*TRY IT:* Repeat the records below line by line, exactly, finishing on the line that contains "box: [469, 197, 555, 241]".

*RECORDS SUPPLIED:*
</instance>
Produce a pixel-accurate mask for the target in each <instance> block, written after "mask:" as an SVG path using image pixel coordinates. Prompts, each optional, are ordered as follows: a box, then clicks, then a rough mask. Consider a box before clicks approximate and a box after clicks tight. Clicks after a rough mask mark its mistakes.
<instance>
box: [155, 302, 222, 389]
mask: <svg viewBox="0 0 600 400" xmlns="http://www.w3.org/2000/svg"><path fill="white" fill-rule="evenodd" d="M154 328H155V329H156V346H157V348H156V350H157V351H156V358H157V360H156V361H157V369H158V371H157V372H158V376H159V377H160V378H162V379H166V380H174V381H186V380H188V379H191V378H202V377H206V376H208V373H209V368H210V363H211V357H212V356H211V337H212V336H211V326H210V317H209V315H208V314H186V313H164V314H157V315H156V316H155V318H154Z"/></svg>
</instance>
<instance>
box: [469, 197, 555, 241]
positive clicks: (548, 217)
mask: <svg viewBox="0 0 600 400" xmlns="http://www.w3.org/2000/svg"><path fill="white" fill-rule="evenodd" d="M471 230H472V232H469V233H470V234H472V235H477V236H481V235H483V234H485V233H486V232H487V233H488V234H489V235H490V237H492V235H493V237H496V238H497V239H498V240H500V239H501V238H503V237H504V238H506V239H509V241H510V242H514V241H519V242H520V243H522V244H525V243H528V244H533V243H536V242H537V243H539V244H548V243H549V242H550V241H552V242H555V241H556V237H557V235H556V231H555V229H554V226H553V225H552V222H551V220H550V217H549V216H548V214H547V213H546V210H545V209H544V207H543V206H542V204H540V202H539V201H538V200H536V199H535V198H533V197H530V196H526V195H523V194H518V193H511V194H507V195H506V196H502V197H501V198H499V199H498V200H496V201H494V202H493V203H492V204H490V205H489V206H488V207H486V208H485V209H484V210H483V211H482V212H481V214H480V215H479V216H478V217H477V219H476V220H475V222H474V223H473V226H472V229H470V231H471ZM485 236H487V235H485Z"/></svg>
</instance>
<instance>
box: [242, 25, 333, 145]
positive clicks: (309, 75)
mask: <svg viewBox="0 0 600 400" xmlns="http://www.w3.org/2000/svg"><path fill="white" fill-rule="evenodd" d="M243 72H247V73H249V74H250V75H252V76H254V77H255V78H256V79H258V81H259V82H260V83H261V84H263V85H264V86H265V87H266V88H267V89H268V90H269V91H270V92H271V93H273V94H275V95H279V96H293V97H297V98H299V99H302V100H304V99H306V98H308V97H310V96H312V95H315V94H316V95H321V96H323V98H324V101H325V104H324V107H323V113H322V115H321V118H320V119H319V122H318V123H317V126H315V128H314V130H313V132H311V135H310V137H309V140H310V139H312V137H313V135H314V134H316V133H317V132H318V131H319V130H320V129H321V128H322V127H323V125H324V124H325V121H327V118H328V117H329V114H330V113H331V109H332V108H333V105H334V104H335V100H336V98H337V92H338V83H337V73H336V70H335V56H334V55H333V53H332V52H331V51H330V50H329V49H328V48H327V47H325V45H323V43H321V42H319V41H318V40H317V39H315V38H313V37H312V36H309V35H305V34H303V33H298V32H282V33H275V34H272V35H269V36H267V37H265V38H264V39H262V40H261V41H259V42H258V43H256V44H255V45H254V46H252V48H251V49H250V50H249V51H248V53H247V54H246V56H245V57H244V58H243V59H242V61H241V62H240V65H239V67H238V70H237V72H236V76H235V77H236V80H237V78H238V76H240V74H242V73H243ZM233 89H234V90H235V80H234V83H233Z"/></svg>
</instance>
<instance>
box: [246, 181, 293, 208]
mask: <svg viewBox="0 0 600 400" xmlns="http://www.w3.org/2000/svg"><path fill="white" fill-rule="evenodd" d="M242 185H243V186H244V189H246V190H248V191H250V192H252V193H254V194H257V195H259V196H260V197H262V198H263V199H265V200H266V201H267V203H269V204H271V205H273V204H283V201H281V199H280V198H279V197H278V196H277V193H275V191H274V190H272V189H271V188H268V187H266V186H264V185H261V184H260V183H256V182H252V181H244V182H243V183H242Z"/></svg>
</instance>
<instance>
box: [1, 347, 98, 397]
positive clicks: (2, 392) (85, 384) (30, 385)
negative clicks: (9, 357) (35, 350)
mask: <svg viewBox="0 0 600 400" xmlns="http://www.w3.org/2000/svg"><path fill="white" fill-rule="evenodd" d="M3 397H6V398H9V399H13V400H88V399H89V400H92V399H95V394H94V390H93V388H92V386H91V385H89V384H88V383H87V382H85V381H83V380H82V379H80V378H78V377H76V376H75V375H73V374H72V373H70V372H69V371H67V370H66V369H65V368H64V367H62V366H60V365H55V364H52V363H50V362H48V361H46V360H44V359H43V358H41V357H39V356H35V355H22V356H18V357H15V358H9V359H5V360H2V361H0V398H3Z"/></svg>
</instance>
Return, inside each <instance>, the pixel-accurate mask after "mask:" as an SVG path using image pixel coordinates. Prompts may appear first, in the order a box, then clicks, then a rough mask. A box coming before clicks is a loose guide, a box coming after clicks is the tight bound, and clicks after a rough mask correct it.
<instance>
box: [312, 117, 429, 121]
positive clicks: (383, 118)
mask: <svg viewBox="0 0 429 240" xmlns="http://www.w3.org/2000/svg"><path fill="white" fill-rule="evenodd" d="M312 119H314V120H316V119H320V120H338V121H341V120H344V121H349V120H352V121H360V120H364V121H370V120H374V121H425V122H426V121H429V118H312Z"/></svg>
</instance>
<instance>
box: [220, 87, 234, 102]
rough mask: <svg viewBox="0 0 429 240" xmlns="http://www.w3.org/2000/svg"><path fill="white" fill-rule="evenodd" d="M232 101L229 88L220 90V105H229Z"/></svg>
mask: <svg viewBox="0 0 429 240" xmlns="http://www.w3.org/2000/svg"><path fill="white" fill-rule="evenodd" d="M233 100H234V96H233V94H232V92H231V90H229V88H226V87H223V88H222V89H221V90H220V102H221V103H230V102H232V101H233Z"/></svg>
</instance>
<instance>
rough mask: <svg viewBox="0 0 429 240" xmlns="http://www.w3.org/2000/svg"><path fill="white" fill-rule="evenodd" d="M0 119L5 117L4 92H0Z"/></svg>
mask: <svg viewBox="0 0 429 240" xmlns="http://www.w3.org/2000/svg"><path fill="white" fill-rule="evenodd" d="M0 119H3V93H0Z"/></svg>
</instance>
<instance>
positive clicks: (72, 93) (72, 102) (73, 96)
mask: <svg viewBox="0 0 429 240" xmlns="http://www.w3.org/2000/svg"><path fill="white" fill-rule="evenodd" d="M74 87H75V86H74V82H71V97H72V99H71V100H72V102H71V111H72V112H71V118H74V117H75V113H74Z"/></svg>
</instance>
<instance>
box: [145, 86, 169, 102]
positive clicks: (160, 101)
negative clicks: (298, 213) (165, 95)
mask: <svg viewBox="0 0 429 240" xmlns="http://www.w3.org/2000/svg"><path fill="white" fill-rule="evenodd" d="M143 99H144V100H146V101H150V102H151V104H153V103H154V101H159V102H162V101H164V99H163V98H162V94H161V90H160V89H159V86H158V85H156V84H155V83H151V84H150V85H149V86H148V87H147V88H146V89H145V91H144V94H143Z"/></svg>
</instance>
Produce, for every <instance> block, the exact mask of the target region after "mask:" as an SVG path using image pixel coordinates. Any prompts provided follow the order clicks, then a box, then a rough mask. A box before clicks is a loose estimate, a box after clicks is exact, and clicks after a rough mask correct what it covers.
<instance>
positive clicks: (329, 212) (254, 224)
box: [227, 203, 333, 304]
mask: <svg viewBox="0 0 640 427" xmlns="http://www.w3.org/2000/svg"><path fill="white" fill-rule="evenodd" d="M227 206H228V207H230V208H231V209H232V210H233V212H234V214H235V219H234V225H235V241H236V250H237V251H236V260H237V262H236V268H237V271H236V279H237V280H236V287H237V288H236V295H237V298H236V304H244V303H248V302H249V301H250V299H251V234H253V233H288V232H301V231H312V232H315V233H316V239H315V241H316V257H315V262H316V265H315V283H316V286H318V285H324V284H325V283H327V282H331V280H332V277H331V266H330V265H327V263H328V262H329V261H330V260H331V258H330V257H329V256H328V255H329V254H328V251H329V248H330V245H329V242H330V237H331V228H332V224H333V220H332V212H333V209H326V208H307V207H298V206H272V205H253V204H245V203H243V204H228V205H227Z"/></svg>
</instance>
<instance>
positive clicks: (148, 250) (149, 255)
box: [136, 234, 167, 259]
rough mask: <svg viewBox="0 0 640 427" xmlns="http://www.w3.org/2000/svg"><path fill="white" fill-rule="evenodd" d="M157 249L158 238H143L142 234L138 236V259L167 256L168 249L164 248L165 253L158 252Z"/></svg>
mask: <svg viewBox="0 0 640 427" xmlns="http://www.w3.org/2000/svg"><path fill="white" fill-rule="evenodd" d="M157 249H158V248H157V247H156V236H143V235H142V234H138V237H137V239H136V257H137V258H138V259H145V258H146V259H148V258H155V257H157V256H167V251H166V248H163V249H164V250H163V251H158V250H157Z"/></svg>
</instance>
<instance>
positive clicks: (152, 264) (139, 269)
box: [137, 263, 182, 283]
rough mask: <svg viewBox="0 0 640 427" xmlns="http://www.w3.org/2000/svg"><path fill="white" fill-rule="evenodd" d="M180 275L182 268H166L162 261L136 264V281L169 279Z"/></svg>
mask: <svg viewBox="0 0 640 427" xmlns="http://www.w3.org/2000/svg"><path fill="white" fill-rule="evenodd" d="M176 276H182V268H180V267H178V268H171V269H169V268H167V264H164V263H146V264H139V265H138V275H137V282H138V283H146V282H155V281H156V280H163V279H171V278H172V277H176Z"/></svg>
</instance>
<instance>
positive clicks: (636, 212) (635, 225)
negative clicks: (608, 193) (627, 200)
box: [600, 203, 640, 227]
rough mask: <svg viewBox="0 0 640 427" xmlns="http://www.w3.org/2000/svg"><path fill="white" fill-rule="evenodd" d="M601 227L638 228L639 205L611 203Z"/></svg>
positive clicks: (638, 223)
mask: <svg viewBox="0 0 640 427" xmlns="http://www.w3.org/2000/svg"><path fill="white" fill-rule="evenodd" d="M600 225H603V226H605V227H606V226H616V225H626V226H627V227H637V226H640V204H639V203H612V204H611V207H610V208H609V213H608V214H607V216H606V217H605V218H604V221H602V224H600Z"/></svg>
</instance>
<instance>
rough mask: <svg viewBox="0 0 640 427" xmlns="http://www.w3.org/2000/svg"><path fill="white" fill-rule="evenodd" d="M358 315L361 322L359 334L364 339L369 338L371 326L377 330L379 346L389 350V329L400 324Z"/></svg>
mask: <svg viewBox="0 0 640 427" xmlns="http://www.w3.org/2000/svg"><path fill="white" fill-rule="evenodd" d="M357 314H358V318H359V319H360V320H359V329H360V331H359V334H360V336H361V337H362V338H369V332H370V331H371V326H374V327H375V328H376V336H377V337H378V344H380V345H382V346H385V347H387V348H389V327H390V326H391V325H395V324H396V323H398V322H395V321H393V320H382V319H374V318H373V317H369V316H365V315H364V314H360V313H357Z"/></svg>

*FINISHED TASK:*
</instance>
Produce a pixel-accurate mask for the target in each <instance> block, written after "mask:" as an SVG path using image pixel coordinates. Prompts, each optional, are ordered as follows: a box, then clicks, then a rough mask. Consider a box before clicks approximate and a box after clicks tight. Clicks after a rough mask mark its mistakes.
<instance>
box: [155, 302, 222, 389]
mask: <svg viewBox="0 0 600 400" xmlns="http://www.w3.org/2000/svg"><path fill="white" fill-rule="evenodd" d="M154 328H155V329H156V346H157V348H156V350H157V351H156V358H157V360H156V361H157V369H158V371H157V372H158V376H159V377H160V378H162V379H166V380H174V381H186V380H188V379H191V378H202V377H206V376H208V373H209V368H210V363H211V357H212V356H211V337H212V336H211V326H210V317H209V315H208V314H186V313H164V314H157V315H156V316H155V318H154Z"/></svg>
</instance>
<instance>
box: [469, 197, 555, 241]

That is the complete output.